QUESTIONS TO ANSWER
A: Using the trial protocol, explain in one to three sentences why the authors set out to compare EUS-HGS and EUS-AG.
B: Answer these questions from the trial protocol:
(i) After what failed procedure is EUS-BD used?
(ii) In patients with what condition are intrahepatic approaches suggested to be preferred?
(iii) What kind of trial is the protocol for?
C: In the trial protocol, substitute "ampulla" for "papilla" and write out the passage starting at "Comparison of endoscopic" and ending at "in patients with an unreachable papilla.".

EXCERPTED TEXT
──────────────────────────────
Comparison of endoscopic ultrasound-guided hepaticogastrostomy and the antegrade technique: study protocol for a prospective, multicentre, randomised controlled trial



Background: Endoscopic ultrasound-guided biliary drainage (EUS-BD) is used after failed endoscopic retrograde cholangiopancreatography. Based on existing studies, intrahepatic (IH) approaches are suggested to be preferred in patients with a dilated IH bile duct. Both ultrasound-guided hepaticogastrostomy (EUS-HGS) and ultrasound-guided antegrade treatment (EUS-AG) are available IH approaches for patients with an unreachable papilla. However, a direct comparison between these two approaches is lacking. Therefore, we aim to evaluate and compare the safety and efficiency of EUS-HGS and EUS-AG in patients with an unreachable papilla.
──────────────────────────────
DATA EXCERPT
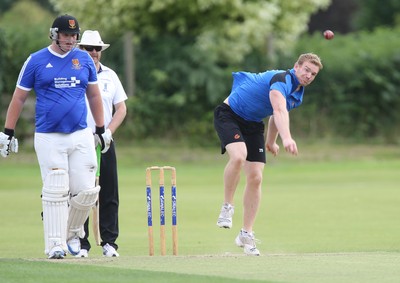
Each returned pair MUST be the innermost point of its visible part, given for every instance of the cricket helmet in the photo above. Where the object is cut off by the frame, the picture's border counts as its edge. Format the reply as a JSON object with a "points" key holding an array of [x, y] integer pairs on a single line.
──────────────────────────────
SOLUTIONS TO THE TASKS
A: EUS-HGS and EUS-AG are both available intrahepatic approaches for patients with an unreachable papilla, but no direct comparison between the two has been made. The authors therefore aim to evaluate and compare the safety and efficiency of the two approaches in these patients.

B:
(i) Endoscopic retrograde cholangiopancreatography
(ii) A dilated intrahepatic bile duct
(iii) A prospective, multicentre, randomised controlled trial

C:
Comparison of endoscopic ultrasound-guided hepaticogastrostomy and the antegrade technique: study protocol for a prospective, multicentre, randomised controlled trial



Background: Endoscopic ultrasound-guided biliary drainage (EUS-BD) is used after failed endoscopic retrograde cholangiopancreatography. Based on existing studies, intrahepatic (IH) approaches are suggested to be preferred in patients with a dilated IH bile duct. Both ultrasound-guided hepaticogastrostomy (EUS-HGS) and ultrasound-guided antegrade treatment (EUS-AG) are available IH approaches for patients with an unreachable ampulla. However, a direct comparison between these two approaches is lacking. Therefore, we aim to evaluate and compare the safety and efficiency of EUS-HGS and EUS-AG in patients with an unreachable ampulla.